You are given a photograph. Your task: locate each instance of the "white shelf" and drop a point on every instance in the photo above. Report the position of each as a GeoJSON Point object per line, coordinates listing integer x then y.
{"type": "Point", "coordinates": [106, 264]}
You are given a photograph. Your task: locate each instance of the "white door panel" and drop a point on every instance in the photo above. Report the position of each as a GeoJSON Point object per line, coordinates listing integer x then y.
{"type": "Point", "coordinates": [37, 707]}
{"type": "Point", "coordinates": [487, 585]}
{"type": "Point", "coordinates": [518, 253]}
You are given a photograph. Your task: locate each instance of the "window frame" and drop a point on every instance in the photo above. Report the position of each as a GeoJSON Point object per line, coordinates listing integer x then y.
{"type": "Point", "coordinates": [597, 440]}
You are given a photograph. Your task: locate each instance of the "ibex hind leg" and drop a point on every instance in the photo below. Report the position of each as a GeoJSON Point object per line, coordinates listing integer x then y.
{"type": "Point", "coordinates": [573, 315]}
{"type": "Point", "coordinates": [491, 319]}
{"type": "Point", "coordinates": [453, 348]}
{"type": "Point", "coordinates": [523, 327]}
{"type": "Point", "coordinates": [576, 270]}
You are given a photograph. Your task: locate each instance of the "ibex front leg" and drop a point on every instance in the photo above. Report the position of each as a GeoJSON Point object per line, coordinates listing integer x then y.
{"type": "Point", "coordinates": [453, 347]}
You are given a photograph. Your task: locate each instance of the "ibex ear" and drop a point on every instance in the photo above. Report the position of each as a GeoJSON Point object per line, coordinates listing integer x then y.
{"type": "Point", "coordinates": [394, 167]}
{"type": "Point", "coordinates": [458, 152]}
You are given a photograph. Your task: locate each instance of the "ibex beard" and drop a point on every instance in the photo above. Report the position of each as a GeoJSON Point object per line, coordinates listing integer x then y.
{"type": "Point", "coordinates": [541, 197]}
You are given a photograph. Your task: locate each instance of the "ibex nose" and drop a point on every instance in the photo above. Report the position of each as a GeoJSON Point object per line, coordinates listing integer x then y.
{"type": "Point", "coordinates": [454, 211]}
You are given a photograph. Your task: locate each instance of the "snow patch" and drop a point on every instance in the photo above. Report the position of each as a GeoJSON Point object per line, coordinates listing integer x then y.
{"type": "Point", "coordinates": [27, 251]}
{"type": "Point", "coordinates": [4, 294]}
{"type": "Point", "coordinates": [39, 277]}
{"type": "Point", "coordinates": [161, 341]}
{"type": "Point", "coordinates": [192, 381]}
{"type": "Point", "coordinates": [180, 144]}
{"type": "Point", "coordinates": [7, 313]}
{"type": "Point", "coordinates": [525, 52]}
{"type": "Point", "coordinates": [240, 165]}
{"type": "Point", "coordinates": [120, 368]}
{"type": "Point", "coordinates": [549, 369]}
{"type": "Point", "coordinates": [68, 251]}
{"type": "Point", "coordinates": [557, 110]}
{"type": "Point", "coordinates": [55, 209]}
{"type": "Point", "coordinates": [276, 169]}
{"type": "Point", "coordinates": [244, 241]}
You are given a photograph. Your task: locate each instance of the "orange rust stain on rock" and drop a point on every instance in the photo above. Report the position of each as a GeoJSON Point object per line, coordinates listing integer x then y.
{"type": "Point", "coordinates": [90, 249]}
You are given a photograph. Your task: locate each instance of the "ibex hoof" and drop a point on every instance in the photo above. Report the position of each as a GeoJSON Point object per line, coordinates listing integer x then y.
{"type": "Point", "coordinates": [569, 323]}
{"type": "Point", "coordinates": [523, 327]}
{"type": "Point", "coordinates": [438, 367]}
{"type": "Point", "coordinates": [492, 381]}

**AIM OF THE TASK:** Take the line that contains "rust stain on" and each line after it down to the last of the records, and retype them exactly; add nothing else.

**FINAL RESULT:**
You are given a photograph. Your task: locate each instance of the "orange rust stain on rock" and drop a point on every instance in the photo above. Report the position of each as a GeoJSON Point object per line, coordinates listing integer x then y.
{"type": "Point", "coordinates": [90, 249]}
You are given a photograph. Your task: locate each instance of the "ibex hoof" and drop a point on every instance in the photo above. Report the position of each as a GeoJSON Point object per line, coordinates listing integer x then y.
{"type": "Point", "coordinates": [569, 323]}
{"type": "Point", "coordinates": [523, 327]}
{"type": "Point", "coordinates": [438, 367]}
{"type": "Point", "coordinates": [492, 381]}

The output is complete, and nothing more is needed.